◆ **Task brief**:
Decide whether each statement below agrees with the forum post about interpolating daily precipitation, answering yes or no and quoting the deciding words of the post. (a) The author has found an R package for Bayesian Maximum Entropy interpolations. (b) The interpolations must cover a period of 30 years. (c) The precipitation regime is similar in the northern and southern parts of the catchments.

◆ **Passage given**:
#####

Mauricio Zambrano-Bigiarini 
Dear list,

I'll really appreciate any ideas/comments about the following situation:

I need to carry out some spatial interpolations of daily precipitation
on several catchments, using point measurements (rain gauges).

The precipitation regime is quite different between the northern part
of the catchments and the southern one, and among seasons (summer,
winter)

In principle, I guess that one (not optimal) way of doing this is to
select one variogram for each day and use it for carrying out the
interpolations on that day. However, my problem is that I need to do
that for 30 years (~11000 days), an it would be a very time-consuming
task.

I've heard that Bayesian Maximum Entropy (so far, I don't have
knowledge on this field) is appropriate for tackling this situation,
but I haven't found an R package for doing BME interpolations.

At the other hand, I was thinking on probably fit a spatio-temporal
regression model for interpolating the daily precipitation at
different times, and then analyse the residuals with OK or UK, using
the time as a third dimension in gstat.

However, regarding to the last approach I have some questions:

-) What should be the minimum number of points in each time step for
obtaining a meaningful 3D semivariogram ?.
-) What should be the time scale used as third dimension ?. The xy
coordinates are in UTM (~6000000, ~400000). If the time coordinate
varies within [0, ~11000], will the analysis suffer of numerical
problems due to differences in magnitudes among the 3 dimensions ?.

Could you suggest any other practical way of tackling this problem ?.

Thanks in advance,

Mauricio Zambrano B.

#####

(Saved data entries)
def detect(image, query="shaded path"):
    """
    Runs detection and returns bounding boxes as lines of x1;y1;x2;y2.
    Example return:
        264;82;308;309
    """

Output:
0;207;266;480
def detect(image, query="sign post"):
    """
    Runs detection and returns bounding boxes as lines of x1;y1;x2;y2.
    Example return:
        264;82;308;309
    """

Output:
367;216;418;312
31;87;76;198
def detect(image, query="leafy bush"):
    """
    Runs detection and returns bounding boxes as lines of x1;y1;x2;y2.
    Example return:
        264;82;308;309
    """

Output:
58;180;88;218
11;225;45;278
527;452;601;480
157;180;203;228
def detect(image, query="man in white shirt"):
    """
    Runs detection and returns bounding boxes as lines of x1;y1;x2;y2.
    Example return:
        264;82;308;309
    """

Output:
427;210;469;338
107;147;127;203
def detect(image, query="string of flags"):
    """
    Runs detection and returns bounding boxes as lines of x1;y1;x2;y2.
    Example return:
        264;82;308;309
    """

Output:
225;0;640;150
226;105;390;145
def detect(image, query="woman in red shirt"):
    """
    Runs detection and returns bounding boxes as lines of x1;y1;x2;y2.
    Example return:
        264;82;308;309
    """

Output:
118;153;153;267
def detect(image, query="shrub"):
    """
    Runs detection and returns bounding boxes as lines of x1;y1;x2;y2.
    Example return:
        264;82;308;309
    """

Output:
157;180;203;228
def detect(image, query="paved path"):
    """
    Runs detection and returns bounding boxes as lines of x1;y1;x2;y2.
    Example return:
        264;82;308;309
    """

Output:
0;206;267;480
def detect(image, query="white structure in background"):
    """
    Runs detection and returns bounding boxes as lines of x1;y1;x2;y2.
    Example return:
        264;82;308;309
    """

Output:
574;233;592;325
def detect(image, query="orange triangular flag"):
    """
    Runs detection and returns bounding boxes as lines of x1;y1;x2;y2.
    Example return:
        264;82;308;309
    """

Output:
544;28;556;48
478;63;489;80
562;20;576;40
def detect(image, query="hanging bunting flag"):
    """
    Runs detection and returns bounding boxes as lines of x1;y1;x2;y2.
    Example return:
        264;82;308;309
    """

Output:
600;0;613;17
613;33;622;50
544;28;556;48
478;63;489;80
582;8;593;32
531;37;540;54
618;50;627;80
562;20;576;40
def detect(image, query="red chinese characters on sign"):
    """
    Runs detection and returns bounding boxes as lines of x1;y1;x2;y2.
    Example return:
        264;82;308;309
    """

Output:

#####

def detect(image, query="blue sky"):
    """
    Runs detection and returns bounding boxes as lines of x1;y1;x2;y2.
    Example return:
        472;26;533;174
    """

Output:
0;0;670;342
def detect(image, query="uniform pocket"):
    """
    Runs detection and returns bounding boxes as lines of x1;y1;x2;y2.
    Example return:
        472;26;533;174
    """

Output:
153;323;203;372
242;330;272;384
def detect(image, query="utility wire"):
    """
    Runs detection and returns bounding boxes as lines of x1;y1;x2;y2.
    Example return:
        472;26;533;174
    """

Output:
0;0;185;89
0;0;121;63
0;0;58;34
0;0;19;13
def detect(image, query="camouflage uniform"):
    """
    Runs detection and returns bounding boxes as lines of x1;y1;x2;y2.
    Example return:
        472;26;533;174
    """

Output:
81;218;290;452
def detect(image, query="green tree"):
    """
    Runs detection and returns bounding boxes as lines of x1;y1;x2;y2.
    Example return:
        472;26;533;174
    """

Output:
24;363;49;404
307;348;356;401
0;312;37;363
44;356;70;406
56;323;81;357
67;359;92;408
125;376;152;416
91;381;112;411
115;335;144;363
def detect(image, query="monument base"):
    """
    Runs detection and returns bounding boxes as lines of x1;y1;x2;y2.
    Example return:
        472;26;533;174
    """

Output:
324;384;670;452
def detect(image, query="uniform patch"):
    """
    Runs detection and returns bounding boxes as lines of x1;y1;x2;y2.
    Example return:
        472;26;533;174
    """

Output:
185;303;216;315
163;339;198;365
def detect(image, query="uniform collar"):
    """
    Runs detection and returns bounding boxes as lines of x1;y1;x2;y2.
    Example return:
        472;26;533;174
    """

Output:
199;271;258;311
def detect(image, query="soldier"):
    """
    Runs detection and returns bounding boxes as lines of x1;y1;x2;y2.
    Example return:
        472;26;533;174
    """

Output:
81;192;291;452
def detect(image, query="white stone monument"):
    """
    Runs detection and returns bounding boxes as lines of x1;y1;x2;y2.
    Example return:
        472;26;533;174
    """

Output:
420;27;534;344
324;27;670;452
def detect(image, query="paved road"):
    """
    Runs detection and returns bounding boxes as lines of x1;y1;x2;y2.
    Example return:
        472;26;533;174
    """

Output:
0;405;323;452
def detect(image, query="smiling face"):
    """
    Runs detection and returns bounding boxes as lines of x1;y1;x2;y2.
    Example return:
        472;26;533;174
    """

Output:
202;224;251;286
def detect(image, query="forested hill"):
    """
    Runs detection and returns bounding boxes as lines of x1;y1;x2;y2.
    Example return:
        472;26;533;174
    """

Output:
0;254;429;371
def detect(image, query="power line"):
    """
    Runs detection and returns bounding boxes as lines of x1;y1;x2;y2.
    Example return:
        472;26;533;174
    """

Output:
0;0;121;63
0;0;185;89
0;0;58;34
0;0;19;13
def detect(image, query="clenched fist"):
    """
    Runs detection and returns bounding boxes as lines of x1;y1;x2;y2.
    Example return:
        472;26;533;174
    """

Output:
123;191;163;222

#####

◆ **Solution to this task**:
(a) No: "but I haven't found an R package for doing BME interpolations."
(b) Yes: "I need to do that for 30 years (~11000 days)"
(c) No: "The precipitation regime is quite different between the northern part of the catchments and the southern one"